**Set task**: Please find each line in the items below that contains the string "query", and copy every one of those lines.

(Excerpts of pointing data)
-- start --

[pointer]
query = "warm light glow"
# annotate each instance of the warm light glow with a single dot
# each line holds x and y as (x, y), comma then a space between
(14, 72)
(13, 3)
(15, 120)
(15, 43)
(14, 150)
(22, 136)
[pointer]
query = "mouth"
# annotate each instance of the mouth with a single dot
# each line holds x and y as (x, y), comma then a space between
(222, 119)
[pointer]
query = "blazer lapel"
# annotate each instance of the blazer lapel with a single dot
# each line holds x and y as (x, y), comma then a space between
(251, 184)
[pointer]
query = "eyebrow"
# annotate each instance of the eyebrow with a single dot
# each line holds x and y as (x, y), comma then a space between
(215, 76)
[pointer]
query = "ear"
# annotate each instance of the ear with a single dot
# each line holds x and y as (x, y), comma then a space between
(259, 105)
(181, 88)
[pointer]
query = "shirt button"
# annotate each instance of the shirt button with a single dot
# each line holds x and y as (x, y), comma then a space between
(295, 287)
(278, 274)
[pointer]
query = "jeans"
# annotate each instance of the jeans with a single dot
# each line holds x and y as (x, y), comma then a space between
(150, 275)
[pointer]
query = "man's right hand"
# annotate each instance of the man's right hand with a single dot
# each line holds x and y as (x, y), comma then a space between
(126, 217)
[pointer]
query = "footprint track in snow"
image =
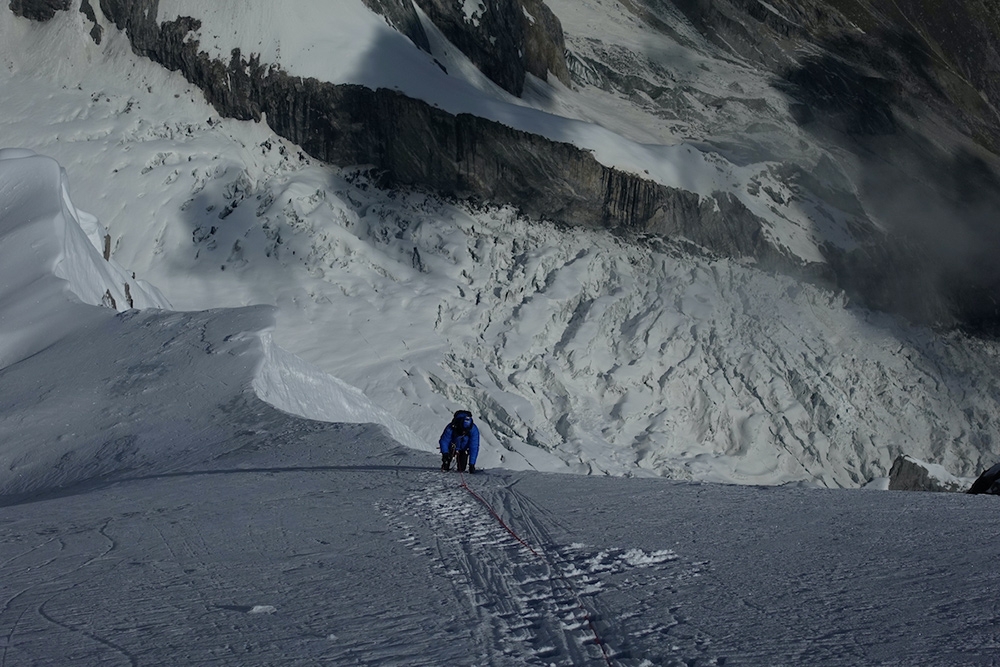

-- end --

**Complete response**:
query = "warm light glow"
query = "mouth"
query = "blazer lapel"
query = "eyebrow"
query = "ear"
query = "shirt button"
query = "jeans"
query = "man's right hand"
query = "footprint track in snow"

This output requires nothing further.